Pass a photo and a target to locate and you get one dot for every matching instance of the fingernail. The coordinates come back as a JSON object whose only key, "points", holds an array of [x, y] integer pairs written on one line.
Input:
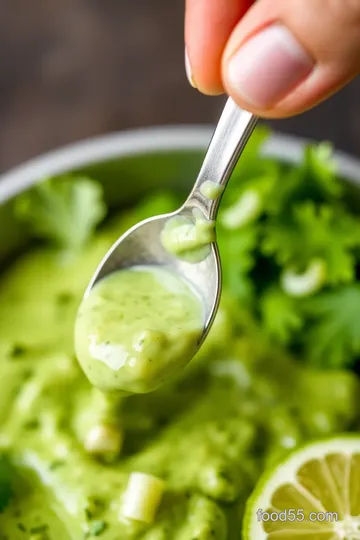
{"points": [[188, 70], [268, 66]]}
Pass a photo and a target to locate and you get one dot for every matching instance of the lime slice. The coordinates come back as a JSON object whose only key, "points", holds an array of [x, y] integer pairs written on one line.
{"points": [[314, 494]]}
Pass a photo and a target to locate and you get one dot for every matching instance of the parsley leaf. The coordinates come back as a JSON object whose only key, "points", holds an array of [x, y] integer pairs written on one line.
{"points": [[313, 179], [96, 528], [63, 210], [333, 338], [314, 231], [6, 477], [281, 316], [238, 259]]}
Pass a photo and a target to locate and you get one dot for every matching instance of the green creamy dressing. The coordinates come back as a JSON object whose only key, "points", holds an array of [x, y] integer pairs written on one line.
{"points": [[208, 434], [211, 190], [188, 239], [136, 328]]}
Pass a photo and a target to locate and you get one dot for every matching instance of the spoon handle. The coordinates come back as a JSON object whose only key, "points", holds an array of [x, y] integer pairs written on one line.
{"points": [[228, 141]]}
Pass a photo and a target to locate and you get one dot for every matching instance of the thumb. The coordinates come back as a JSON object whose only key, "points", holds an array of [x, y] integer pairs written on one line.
{"points": [[284, 57]]}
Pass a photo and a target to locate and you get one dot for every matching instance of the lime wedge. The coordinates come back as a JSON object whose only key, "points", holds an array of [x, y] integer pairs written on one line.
{"points": [[314, 494]]}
***
Reproduce the lines of the entries above exactly, but only from the line containing "of the thumb." through the final line.

# Worked solution
Pass a photo and a target to locate and you get one dot for every matching instance of the thumb. The coordinates come back as a JSON object whose only key, "points", holds an array of [x, y] integer pairs written on one line.
{"points": [[284, 57]]}
Pass a photo and a target to locate and you get one dot for every matching instance of the lime wedge. The coordinates come back as a JSON object whose only key, "points", holds an array of [x, y] integer pairs written on one line.
{"points": [[314, 494]]}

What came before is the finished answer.